In [3]:
import numpy as np
import pandas as pd
from bs4 import BeautifulSoup
import os
from time import time


# Feature Extraction

In [2]:
folder_path = 'Desktop/data_output/'
all_files = os.listdir(folder_path)
thread_data_1 = pd.DataFrame()
for file_name in all_files:
    doc_df = pd.read_csv(folder_path+file_name, encoding=('iso-8859-1'))
    thread_data_1 = thread_data_1.append(doc_df, ignore_index= True)

In [3]:
from nltk.sentiment.vader import SentimentIntensityAnalyzer
sid = SentimentIntensityAnalyzer()

for i in range(len(thread_data_1)):
    # do counts
    Message_soup = BeautifulSoup(thread_data_1['Message HTML'][i], 'html.parser')
    thread_data_1.loc[i, 'img_count'] = len(Message_soup.find_all('img')) - len(Message_soup.find_all('img', class_='emoticon'))  # count image tags
    thread_data_1.loc[i, 'p_count'] = len(Message_soup.find_all('p'))    # count p tags
    thread_data_1.loc[i, 'word_count'] = len(Message_soup.get_text().split(' ')) # count words
    
    # get sentiment
    Message_bodies = thread_data_1['Message Bodies'][i].replace("\\xa0", "").replace("\\n", "")
    ss = sid.polarity_scores(Message_bodies)

_Supplied records:_
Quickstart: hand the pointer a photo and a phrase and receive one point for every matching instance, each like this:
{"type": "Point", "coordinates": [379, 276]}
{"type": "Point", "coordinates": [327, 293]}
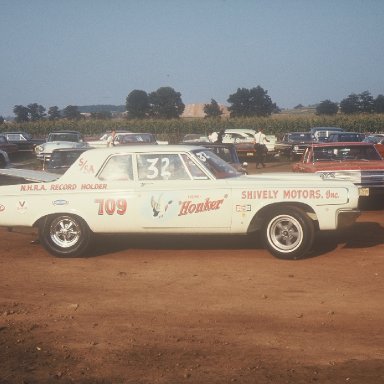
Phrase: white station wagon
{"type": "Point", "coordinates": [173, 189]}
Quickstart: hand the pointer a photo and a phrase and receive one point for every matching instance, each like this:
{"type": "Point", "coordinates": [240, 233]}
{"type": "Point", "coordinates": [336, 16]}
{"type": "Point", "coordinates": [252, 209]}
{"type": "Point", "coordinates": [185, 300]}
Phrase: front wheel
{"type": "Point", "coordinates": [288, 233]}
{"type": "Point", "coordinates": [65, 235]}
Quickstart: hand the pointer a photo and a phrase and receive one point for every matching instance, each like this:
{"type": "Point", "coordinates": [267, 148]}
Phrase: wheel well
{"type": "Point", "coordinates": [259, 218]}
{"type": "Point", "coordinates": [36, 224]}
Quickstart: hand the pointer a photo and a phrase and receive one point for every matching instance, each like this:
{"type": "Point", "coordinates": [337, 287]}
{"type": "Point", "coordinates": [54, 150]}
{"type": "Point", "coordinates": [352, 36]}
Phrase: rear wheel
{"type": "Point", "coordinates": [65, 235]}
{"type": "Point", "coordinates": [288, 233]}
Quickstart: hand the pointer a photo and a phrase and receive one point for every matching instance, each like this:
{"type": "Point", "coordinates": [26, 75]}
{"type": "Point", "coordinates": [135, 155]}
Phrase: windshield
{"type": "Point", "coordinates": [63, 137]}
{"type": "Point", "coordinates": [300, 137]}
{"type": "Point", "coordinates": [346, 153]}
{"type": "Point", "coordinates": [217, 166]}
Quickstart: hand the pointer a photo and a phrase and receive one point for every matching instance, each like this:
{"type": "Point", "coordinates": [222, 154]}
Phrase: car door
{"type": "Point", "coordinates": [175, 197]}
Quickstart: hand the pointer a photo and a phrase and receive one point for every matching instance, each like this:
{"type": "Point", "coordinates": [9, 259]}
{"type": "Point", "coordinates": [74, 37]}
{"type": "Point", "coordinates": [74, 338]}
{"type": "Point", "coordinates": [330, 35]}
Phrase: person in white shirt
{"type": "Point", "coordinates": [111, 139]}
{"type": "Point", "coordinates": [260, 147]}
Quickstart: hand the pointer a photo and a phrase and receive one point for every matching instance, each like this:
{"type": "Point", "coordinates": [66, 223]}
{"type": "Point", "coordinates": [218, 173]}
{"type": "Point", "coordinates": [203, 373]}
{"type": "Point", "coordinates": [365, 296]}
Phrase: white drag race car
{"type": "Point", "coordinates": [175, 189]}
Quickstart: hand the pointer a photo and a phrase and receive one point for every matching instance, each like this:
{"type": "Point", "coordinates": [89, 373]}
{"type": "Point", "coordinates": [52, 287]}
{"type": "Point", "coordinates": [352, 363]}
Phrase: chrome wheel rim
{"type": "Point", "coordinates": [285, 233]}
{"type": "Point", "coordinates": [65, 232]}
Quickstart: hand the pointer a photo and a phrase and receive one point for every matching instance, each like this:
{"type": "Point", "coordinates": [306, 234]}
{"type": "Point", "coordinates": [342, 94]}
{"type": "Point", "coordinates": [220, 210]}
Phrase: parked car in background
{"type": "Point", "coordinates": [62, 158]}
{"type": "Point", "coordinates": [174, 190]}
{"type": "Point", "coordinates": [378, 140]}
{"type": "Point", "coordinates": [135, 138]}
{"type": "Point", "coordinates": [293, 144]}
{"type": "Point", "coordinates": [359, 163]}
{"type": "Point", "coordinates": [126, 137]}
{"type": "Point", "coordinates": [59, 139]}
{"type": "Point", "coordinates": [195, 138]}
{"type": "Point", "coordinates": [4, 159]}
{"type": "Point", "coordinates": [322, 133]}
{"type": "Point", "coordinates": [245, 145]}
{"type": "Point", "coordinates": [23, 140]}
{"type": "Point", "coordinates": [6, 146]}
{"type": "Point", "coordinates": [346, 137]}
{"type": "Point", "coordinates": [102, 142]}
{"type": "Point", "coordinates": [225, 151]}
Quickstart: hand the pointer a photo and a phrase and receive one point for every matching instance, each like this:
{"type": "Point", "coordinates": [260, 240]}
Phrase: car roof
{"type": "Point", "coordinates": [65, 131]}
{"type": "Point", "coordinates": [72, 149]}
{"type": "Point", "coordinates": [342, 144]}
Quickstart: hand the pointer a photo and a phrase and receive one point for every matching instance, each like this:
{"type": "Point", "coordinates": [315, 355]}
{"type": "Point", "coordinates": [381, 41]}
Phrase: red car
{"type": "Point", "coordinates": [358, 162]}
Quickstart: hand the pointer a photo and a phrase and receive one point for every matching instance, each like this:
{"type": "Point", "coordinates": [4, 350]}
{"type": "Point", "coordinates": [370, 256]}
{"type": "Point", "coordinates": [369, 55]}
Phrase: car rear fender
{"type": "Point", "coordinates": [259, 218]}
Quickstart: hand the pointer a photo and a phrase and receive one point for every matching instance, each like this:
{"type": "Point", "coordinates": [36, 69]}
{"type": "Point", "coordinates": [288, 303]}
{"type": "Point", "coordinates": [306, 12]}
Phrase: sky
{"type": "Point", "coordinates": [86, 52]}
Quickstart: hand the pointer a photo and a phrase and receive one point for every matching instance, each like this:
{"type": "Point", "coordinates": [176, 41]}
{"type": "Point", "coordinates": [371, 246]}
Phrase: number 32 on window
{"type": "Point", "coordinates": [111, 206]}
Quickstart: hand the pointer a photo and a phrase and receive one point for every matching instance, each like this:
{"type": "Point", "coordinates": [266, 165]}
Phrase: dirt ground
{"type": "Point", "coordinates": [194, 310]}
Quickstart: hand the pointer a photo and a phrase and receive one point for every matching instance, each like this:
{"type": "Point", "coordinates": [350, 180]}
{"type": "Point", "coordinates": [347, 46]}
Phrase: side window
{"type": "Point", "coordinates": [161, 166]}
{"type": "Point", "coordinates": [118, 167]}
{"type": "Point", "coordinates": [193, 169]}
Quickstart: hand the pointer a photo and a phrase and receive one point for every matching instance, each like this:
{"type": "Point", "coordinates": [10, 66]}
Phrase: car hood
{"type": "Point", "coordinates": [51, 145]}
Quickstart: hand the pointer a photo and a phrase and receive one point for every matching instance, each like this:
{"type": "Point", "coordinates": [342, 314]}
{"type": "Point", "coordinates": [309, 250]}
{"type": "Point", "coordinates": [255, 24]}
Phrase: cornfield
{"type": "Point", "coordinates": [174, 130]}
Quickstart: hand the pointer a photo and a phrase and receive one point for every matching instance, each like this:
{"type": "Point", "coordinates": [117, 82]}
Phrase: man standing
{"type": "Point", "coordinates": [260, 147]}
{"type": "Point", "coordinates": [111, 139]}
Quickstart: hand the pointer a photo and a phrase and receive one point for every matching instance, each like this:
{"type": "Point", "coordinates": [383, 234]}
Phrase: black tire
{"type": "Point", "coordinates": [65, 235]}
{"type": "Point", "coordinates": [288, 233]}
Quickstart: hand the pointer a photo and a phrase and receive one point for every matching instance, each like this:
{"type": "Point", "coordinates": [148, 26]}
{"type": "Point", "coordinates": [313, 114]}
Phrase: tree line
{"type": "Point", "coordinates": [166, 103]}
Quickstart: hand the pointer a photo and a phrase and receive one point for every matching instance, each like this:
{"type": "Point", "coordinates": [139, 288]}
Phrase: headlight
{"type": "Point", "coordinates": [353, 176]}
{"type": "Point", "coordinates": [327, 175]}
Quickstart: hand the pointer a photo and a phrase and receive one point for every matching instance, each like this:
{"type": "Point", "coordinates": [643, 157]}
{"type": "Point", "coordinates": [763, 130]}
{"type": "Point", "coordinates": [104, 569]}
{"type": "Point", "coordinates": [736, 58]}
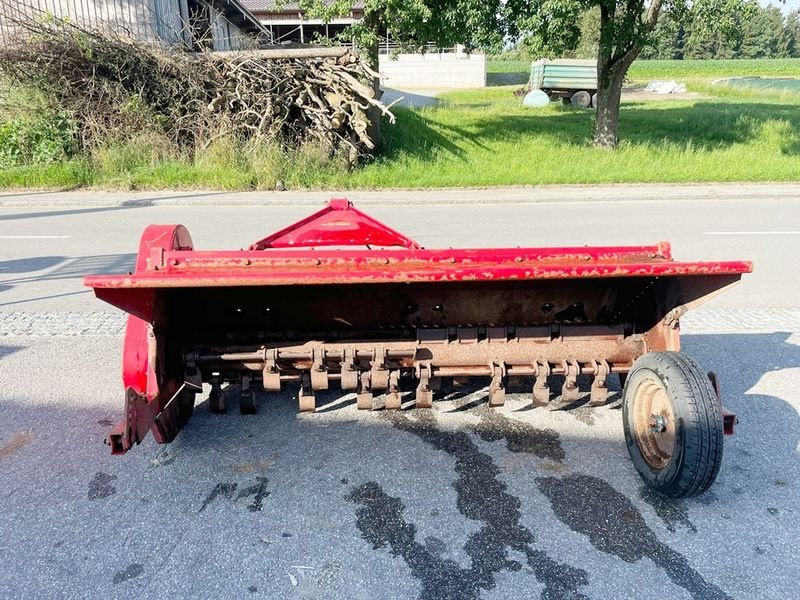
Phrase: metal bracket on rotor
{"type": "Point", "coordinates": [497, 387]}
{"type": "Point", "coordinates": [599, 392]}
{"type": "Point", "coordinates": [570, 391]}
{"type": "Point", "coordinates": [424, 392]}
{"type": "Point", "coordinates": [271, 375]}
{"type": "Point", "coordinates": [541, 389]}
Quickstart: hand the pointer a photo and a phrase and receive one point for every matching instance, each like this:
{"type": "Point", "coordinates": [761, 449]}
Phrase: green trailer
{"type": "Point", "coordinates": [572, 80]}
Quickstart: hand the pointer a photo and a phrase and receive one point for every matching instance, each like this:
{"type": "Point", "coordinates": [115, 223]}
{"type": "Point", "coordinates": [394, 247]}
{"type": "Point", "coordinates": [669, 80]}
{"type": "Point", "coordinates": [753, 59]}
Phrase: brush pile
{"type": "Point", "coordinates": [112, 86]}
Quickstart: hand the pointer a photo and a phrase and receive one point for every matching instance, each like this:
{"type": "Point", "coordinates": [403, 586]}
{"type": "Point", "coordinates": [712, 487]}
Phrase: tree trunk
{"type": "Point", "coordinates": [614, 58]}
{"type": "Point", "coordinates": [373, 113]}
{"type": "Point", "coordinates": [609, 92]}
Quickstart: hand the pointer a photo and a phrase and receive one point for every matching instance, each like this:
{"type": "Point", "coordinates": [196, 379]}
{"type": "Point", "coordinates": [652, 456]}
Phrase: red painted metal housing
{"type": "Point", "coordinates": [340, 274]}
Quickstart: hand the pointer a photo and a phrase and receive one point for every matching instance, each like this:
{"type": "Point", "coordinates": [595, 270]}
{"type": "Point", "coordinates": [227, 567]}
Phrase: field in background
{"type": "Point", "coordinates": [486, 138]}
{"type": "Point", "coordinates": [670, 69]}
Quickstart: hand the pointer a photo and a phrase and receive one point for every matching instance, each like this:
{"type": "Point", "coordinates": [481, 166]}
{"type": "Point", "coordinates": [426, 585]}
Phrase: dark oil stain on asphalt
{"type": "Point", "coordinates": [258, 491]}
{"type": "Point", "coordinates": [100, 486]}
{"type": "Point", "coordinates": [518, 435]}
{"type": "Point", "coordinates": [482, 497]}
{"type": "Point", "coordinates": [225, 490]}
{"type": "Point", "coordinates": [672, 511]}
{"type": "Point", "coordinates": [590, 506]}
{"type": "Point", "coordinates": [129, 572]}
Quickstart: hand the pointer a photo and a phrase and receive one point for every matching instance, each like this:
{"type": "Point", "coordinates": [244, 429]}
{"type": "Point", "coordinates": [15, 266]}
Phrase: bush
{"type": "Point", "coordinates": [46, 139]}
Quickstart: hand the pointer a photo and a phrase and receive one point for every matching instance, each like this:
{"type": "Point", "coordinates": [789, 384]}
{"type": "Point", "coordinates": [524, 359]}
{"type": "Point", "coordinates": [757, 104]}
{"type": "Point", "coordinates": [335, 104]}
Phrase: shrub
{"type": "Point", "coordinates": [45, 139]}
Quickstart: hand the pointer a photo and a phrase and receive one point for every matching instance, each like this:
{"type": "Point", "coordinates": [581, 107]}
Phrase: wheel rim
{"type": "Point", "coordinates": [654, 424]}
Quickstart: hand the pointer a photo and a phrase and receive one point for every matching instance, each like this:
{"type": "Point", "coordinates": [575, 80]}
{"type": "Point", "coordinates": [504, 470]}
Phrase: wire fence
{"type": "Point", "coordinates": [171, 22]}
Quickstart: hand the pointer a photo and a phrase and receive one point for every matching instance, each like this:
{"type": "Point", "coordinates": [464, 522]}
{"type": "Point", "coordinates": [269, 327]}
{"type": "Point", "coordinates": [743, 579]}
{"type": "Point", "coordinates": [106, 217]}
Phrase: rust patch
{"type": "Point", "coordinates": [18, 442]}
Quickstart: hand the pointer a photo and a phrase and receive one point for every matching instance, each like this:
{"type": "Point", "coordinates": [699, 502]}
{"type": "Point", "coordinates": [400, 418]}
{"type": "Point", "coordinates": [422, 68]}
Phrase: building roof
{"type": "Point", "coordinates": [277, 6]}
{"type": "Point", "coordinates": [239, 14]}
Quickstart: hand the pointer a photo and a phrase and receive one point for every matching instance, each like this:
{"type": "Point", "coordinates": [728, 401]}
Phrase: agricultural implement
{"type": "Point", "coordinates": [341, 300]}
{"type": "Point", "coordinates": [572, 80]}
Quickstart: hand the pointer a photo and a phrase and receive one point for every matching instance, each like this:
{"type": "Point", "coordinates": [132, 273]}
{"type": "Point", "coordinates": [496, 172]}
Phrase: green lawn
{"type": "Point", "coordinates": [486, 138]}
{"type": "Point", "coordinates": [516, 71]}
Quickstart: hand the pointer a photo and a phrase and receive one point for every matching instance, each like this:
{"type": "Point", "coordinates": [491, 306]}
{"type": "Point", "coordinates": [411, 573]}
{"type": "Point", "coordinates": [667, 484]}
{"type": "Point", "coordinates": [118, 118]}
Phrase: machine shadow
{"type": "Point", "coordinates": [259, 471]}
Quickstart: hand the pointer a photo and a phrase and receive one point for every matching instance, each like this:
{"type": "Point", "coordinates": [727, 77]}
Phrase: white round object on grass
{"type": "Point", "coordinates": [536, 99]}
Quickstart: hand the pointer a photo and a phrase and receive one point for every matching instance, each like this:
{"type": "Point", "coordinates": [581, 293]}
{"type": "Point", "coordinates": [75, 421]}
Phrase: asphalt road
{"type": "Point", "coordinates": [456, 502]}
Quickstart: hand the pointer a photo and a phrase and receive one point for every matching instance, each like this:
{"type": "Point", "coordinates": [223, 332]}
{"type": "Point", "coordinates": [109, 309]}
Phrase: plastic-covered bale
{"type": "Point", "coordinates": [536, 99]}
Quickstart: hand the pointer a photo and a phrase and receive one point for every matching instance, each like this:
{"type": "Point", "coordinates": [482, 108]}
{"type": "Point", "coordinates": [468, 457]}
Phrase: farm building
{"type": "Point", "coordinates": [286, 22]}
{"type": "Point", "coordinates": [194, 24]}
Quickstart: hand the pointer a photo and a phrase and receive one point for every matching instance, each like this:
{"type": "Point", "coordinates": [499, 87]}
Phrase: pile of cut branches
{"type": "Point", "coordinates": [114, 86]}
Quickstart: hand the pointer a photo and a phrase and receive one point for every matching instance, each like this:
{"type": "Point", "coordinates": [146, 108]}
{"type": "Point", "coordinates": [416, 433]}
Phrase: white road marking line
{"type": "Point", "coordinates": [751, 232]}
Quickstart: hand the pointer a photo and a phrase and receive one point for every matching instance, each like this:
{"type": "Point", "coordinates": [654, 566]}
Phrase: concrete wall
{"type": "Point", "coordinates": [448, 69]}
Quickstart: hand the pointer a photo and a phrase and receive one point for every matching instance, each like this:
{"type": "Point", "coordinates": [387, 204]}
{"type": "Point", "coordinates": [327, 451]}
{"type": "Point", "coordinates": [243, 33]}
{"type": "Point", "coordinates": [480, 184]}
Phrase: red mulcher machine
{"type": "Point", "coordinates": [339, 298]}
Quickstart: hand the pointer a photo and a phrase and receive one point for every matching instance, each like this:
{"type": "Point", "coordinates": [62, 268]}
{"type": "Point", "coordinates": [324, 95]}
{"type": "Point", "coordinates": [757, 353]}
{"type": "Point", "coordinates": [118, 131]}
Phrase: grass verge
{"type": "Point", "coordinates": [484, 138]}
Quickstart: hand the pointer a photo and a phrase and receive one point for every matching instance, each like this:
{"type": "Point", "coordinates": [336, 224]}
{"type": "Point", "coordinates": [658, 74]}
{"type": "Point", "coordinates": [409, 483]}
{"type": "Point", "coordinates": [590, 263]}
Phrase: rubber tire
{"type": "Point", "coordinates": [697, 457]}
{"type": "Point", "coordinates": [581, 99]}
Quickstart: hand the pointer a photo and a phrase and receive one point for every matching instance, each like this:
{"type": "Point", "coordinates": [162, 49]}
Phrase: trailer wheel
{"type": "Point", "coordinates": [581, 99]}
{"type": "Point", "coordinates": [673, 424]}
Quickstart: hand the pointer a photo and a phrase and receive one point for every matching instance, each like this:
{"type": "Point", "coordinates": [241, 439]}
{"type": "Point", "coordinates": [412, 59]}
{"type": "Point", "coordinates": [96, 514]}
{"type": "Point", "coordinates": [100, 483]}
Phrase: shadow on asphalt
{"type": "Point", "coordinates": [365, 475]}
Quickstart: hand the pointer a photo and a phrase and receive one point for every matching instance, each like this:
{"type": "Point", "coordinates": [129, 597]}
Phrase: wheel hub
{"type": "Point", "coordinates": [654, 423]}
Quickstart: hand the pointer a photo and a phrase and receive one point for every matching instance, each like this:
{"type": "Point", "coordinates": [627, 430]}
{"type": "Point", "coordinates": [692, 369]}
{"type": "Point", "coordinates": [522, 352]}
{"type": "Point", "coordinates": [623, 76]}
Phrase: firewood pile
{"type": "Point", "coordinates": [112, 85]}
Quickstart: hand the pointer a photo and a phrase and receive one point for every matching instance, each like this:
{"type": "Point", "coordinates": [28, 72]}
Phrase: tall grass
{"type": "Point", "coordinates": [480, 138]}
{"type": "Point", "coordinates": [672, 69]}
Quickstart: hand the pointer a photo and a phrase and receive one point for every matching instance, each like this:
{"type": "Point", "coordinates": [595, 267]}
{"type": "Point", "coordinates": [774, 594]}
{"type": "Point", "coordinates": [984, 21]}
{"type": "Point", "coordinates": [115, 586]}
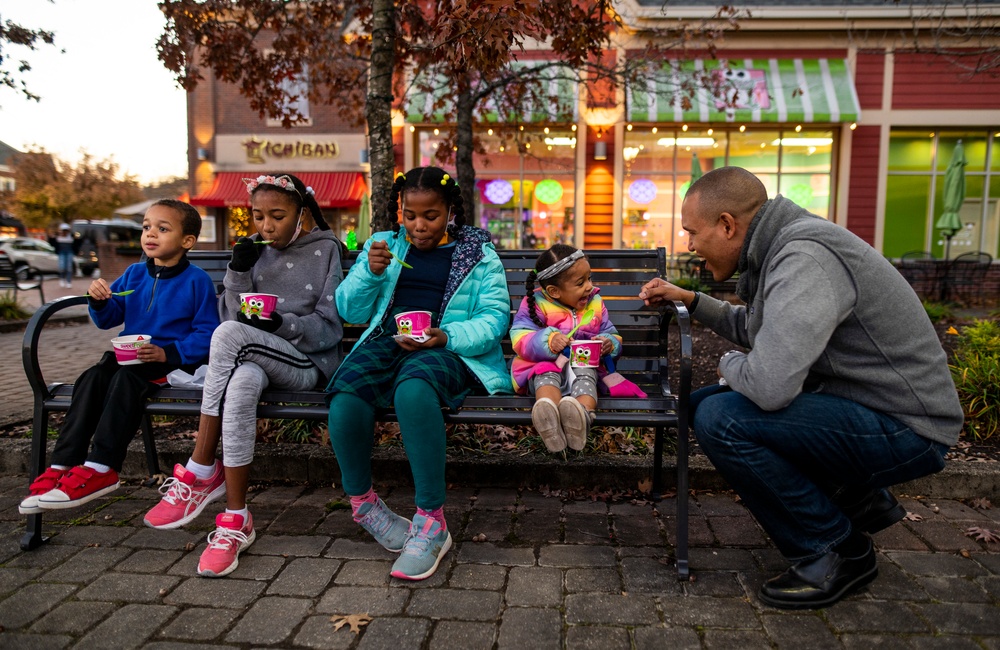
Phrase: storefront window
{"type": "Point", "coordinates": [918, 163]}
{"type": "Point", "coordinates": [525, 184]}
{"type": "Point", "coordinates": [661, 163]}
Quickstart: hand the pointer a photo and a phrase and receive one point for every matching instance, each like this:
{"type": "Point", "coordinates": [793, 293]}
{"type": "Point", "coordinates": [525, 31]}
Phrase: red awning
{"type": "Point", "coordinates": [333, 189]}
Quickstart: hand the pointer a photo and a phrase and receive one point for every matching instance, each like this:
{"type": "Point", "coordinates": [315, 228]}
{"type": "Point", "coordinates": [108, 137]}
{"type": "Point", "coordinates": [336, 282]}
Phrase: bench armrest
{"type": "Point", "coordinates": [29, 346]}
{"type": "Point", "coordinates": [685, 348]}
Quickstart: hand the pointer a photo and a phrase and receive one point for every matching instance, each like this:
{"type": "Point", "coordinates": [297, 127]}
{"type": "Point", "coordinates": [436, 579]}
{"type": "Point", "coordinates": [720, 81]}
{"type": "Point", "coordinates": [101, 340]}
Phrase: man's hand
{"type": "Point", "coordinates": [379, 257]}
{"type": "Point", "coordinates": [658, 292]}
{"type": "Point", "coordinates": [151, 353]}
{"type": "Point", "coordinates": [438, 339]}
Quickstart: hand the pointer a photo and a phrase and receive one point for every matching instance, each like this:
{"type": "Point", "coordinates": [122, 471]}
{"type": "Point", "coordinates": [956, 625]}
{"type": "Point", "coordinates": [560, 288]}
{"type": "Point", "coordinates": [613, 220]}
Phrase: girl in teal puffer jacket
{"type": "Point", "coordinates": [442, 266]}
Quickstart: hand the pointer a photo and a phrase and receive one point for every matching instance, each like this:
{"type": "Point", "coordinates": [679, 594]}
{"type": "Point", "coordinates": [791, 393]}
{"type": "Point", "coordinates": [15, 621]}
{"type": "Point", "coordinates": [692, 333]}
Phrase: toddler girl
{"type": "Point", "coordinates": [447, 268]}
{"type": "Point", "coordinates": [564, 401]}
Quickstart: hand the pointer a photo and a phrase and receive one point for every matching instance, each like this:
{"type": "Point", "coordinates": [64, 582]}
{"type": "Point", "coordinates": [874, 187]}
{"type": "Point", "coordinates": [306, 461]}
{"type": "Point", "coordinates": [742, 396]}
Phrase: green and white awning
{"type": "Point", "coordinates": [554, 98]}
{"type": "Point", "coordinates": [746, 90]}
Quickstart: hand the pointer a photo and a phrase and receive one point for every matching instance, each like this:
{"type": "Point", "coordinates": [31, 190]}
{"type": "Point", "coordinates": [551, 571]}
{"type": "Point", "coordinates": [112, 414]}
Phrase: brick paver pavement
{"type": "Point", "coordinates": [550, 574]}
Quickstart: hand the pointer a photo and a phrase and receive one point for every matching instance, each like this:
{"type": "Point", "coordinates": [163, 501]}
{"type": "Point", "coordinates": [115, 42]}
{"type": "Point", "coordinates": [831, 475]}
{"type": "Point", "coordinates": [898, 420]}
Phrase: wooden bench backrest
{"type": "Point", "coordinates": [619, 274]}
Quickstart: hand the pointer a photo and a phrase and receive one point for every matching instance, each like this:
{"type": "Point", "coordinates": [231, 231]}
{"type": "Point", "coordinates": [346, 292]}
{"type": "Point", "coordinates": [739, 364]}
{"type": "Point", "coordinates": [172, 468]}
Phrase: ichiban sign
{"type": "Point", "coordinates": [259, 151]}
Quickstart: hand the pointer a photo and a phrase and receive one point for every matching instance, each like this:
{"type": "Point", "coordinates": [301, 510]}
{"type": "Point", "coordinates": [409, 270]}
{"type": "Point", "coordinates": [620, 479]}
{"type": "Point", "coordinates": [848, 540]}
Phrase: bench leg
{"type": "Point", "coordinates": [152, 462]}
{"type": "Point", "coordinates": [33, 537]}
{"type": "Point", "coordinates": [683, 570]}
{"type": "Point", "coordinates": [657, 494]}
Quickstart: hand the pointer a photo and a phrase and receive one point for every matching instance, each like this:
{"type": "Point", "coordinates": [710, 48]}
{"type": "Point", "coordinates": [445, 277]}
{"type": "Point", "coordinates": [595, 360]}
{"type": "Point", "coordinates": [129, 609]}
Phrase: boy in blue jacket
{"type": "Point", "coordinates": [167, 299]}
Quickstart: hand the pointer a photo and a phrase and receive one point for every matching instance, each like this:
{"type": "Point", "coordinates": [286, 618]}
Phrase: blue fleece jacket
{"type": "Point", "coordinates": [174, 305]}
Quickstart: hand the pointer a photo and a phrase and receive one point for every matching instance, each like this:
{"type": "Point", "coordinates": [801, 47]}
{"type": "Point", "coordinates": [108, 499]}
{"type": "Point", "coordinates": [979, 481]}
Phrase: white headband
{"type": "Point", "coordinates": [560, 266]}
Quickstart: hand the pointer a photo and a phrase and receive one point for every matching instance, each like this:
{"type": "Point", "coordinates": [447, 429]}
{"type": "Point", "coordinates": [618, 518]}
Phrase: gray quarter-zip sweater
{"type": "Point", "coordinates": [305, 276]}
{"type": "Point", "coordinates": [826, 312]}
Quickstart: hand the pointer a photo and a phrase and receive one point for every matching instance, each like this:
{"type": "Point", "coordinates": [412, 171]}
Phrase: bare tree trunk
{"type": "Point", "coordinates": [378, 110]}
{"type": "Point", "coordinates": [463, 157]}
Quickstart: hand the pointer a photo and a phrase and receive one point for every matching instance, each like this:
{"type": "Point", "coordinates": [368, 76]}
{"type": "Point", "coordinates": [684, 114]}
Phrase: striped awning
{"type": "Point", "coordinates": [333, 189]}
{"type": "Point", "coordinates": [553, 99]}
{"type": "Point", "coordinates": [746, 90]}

_Requirements:_
Answer these questions about the notebook code:
1. What encoding is used when each CSV file is read?
2. Img tags of which class are subtracted from the image count?
3. Which column is parsed with BeautifulSoup?
The lines have no connection to the notebook code.

_Solved exercise:_
1. iso-8859-1
2. emoticon
3. Message HTML